§ **GOAL**
Please reproduce everything in the entries below from the line containing "Question. Place one point on every instance of the tiger" down through the line containing "x=1050 y=284", swapping "khaki pant" for "khaki trousers" and leaving all else unchanged.
--- Start ---
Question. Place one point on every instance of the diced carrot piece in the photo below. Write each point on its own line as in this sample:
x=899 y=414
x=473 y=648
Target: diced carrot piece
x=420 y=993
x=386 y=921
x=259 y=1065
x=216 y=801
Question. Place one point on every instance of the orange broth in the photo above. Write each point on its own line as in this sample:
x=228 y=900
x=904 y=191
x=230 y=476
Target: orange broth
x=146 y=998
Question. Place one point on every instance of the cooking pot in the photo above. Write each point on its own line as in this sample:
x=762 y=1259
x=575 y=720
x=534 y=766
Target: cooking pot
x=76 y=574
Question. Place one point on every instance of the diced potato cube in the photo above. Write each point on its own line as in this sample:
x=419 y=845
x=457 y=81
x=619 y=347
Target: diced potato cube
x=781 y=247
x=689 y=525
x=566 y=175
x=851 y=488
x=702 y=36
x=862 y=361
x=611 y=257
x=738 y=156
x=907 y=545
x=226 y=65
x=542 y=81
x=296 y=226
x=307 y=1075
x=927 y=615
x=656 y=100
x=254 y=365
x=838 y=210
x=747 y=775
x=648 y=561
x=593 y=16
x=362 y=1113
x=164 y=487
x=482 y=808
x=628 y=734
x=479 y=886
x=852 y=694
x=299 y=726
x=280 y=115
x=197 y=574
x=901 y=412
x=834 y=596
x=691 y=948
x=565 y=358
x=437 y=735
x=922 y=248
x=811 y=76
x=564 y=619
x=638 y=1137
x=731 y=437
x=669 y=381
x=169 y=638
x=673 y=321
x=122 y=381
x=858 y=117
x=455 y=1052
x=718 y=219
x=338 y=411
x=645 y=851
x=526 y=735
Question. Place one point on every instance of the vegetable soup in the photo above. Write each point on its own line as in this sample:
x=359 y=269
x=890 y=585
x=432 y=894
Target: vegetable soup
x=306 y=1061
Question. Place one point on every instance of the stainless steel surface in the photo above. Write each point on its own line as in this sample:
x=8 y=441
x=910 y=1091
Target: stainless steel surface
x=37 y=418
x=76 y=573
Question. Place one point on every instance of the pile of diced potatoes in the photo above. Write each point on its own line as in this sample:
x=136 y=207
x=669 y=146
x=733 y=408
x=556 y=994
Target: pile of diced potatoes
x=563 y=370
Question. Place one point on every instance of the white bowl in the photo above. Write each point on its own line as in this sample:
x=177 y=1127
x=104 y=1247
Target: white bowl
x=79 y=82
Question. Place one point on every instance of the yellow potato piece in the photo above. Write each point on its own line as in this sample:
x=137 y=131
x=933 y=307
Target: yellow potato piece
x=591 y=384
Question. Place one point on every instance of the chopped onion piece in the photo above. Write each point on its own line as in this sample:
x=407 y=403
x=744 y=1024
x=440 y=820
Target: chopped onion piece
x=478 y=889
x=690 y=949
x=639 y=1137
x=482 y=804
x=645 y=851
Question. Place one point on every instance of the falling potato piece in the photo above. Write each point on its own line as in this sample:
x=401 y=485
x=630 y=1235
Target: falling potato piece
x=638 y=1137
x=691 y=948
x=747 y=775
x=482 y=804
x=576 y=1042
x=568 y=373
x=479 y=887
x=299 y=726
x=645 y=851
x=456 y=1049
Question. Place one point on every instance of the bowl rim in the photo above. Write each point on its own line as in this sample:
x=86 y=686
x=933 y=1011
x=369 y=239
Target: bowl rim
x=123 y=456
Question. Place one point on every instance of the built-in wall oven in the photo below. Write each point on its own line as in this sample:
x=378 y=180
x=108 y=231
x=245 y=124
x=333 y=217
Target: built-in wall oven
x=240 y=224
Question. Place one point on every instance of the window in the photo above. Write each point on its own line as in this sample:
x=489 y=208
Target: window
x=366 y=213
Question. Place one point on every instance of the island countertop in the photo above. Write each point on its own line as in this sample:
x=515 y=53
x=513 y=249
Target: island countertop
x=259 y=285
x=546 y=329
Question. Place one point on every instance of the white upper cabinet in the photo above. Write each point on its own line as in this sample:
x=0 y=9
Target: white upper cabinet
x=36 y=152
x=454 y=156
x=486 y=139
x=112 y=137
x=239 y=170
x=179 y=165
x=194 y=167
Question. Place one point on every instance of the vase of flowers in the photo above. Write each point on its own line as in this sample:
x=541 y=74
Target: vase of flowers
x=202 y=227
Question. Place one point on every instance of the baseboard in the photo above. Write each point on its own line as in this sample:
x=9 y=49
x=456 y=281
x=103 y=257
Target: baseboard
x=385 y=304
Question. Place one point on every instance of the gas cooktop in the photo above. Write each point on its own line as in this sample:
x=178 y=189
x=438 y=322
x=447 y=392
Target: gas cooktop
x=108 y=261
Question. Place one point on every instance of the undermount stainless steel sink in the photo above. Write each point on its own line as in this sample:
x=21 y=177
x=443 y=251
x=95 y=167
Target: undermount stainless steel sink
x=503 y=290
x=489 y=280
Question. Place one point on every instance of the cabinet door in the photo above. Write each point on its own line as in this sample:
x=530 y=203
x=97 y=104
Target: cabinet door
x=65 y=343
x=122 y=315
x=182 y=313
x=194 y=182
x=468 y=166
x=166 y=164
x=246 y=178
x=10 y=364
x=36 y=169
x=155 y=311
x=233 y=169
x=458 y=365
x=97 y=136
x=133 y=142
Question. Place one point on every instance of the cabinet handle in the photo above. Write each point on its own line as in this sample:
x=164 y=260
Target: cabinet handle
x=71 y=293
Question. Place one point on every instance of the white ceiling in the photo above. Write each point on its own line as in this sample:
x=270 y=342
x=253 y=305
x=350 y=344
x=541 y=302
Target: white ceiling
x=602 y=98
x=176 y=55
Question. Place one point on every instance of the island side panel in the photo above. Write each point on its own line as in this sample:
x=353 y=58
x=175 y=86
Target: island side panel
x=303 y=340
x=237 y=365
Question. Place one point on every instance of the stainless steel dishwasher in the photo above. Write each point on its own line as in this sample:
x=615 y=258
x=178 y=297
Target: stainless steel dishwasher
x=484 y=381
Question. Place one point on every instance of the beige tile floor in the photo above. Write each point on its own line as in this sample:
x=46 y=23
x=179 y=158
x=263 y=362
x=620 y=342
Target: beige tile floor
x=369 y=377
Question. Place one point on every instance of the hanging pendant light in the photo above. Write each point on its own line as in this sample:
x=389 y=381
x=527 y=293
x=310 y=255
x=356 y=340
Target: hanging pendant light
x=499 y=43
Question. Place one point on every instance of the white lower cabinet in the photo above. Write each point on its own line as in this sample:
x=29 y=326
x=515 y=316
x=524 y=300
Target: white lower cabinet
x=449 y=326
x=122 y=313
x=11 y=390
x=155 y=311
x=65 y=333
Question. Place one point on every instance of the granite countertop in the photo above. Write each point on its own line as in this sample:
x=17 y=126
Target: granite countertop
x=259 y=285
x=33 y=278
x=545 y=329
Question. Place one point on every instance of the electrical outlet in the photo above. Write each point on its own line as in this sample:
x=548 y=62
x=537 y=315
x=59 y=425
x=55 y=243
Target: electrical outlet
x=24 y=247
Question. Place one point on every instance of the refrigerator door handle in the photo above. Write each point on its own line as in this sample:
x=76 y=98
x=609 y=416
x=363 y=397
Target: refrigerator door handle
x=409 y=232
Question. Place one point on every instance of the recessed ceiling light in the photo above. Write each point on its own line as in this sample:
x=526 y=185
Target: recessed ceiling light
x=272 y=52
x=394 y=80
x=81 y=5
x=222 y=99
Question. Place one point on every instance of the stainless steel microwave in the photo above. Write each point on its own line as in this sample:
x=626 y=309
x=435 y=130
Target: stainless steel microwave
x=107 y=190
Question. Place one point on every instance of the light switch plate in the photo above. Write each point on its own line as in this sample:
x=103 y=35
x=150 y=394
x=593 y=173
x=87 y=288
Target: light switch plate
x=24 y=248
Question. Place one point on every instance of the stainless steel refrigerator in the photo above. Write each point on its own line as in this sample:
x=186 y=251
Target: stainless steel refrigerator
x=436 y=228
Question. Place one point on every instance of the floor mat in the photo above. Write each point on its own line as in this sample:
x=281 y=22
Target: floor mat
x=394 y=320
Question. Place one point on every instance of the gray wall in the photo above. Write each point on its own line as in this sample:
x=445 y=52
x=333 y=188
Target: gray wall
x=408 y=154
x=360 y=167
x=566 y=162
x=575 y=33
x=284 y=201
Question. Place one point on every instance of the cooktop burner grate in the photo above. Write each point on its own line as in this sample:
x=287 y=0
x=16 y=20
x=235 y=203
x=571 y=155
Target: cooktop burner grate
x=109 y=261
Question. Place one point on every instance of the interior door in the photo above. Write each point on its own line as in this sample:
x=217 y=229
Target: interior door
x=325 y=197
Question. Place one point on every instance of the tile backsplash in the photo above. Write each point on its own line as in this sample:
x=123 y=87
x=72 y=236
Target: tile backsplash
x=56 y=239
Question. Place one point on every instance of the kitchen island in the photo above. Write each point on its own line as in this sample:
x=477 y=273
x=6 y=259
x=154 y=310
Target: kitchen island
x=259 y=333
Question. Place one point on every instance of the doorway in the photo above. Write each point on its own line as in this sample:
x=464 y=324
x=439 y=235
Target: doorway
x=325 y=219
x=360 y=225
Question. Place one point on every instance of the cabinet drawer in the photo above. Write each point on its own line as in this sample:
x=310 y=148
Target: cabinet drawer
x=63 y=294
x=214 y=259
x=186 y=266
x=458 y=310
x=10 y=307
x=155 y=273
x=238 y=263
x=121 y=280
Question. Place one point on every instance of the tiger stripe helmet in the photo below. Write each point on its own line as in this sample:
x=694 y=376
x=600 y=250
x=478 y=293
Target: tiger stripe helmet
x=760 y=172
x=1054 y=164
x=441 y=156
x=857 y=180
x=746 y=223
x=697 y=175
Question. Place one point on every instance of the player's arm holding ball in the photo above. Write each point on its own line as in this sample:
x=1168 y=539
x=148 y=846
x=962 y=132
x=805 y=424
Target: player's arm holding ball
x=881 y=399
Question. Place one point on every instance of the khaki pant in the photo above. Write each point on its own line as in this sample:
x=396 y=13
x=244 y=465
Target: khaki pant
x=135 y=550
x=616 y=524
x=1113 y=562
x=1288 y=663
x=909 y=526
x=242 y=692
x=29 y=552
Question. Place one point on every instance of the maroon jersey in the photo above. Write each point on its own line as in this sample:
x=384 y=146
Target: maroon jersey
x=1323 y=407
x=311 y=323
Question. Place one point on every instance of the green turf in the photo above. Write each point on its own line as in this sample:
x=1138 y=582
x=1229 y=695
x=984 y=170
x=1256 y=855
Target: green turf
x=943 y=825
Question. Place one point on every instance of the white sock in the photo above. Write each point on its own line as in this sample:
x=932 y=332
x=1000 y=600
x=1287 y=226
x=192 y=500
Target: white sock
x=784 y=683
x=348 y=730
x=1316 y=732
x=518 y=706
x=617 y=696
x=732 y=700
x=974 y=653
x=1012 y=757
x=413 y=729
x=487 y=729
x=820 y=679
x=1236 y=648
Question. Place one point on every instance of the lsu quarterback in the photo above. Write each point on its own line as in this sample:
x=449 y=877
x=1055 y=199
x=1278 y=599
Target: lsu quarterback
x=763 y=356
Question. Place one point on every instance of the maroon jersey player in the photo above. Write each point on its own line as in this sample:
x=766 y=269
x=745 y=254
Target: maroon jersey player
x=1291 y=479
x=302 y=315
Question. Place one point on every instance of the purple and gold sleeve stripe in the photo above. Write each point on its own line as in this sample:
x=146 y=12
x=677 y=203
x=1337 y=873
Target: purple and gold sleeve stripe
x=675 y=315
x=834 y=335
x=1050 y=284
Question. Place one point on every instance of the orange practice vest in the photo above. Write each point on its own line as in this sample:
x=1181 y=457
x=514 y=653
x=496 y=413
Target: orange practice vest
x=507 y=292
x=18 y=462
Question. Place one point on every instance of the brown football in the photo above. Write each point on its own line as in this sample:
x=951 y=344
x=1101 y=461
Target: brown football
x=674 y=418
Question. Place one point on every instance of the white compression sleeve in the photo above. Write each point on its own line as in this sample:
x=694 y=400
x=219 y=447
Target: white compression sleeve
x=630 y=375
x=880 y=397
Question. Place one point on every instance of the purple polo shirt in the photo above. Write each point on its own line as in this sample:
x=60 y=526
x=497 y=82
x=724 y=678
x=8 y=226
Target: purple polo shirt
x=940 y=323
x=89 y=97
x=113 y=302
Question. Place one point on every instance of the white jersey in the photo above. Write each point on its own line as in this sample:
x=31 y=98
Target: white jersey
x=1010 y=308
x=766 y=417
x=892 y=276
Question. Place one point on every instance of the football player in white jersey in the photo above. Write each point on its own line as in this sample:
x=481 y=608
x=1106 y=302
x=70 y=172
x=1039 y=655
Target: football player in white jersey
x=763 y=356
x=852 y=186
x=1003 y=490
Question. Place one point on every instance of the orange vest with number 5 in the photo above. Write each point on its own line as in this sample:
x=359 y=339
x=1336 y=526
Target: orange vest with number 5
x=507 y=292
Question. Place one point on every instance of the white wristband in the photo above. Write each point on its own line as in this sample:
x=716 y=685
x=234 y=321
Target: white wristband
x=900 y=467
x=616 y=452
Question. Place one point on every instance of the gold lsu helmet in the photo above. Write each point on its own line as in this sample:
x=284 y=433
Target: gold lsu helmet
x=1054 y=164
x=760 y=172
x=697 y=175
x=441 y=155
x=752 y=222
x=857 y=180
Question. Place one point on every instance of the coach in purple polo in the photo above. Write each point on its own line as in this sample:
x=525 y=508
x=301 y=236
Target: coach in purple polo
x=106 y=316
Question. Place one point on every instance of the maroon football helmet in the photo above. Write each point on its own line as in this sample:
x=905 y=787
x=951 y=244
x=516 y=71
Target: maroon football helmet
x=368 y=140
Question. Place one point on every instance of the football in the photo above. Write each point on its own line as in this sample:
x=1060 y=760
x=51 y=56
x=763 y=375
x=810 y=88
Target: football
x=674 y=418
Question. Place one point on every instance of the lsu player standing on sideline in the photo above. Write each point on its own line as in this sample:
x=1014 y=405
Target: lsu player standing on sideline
--- End ---
§ **RESULT**
Question. Place one point on every instance of the tiger stripe helmet in the photo below. Write each point on its own line as in this sample:
x=694 y=376
x=600 y=250
x=478 y=293
Target: tiger stripe helmet
x=760 y=172
x=1054 y=164
x=441 y=156
x=857 y=180
x=746 y=223
x=697 y=175
Question. Place one point on every instance of the player's arm holding ball in the photo above. Write each point on its own line as in this sample:
x=1168 y=539
x=148 y=846
x=962 y=132
x=805 y=424
Target: player's arm holding ball
x=881 y=399
Question. Place one point on every instance of the khaki trousers in the photo above. Write each point on its own line as in this sample:
x=396 y=13
x=244 y=465
Target: khaki trousers
x=135 y=550
x=616 y=524
x=1113 y=562
x=1288 y=663
x=909 y=526
x=242 y=692
x=29 y=552
Question. Place one point on every instance of the maroon jersey in the photo above. Write each point on its own line as in this sample:
x=384 y=146
Target: maroon jersey
x=1323 y=407
x=311 y=323
Question. Place one point on every instance of the green turf in the photo above. Write each point on its own line as in this sample:
x=1138 y=582
x=1229 y=695
x=984 y=170
x=1256 y=855
Target: green turf
x=943 y=825
Question. Place one point on every instance of the white sock in the photo above. Write each point on its own line as in this sample:
x=932 y=332
x=1000 y=600
x=1287 y=226
x=192 y=500
Target: white sock
x=784 y=683
x=348 y=730
x=1316 y=732
x=518 y=706
x=617 y=696
x=732 y=700
x=974 y=653
x=1012 y=757
x=413 y=729
x=487 y=729
x=820 y=679
x=1236 y=648
Question. Place one point on every instance of the lsu quarterback in the photo above. Write each point on its own line as in this sample:
x=449 y=877
x=1055 y=199
x=1278 y=599
Target: lsu quarterback
x=763 y=356
Question. Place one point on every instance of the maroon jersey player in the photo above. Write each point on its own line as in this sample:
x=766 y=269
x=745 y=254
Target: maroon jersey player
x=1291 y=479
x=302 y=315
Question. Place one point on every instance of the purple and gold sleeve stripe in the photo above. Write each point on its own line as in this sample:
x=146 y=12
x=677 y=203
x=1337 y=873
Target: purple and gold sleeve stripe
x=675 y=315
x=834 y=335
x=1050 y=284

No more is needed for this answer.